── Entries

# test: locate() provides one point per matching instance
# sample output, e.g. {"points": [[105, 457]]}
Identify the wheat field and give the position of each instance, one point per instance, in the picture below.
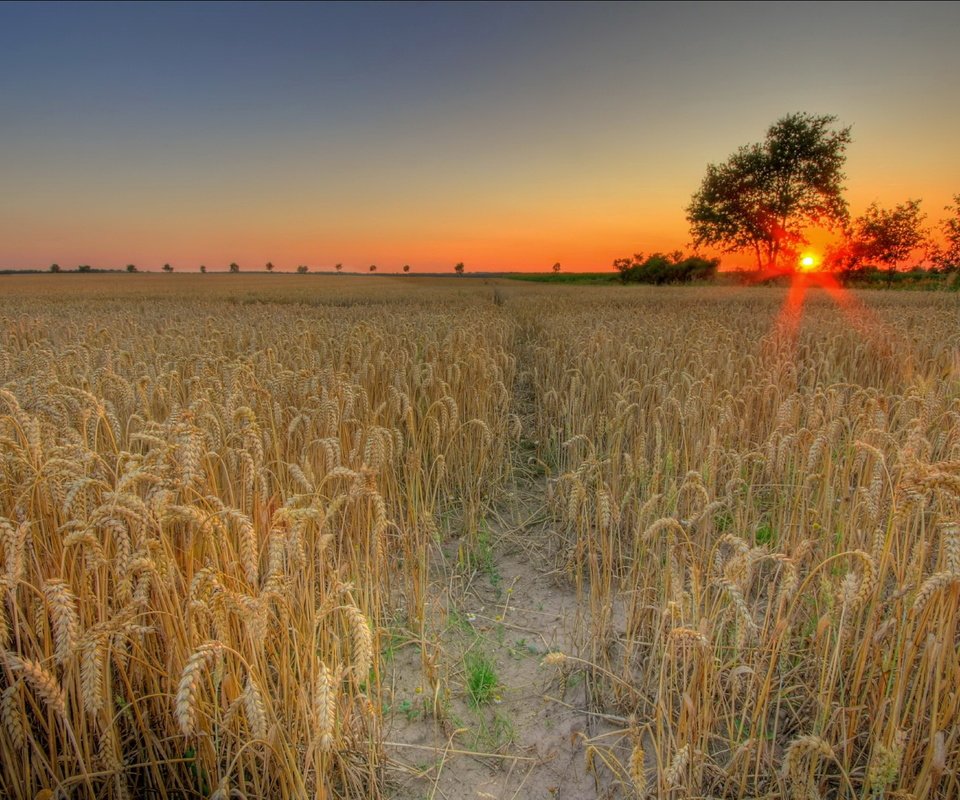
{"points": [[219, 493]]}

────
── Entries

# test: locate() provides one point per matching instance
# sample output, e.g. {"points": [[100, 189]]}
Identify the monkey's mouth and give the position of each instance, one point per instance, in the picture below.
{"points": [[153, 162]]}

────
── Entries

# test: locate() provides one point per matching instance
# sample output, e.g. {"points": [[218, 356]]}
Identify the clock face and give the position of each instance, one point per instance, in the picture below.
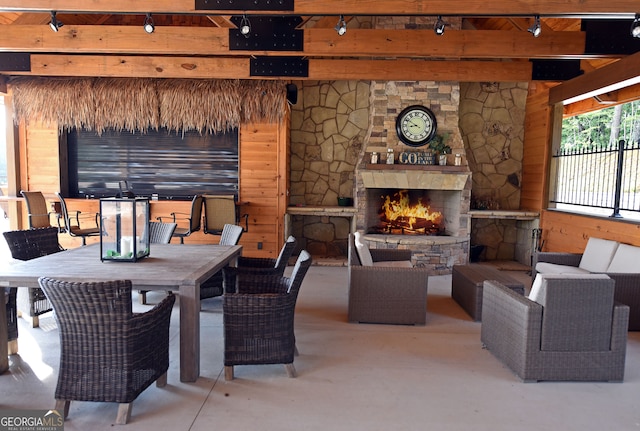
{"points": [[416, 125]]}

────

◆ What you should do:
Locate every line in the data above that contains the string "points" and copy each of those lines in full.

◆ Correct answer:
# sample output, e.g. {"points": [[105, 457]]}
{"points": [[219, 493]]}
# sample output, e.g. {"points": [[100, 189]]}
{"points": [[153, 162]]}
# sample output, e.g. {"points": [[218, 356]]}
{"points": [[416, 125]]}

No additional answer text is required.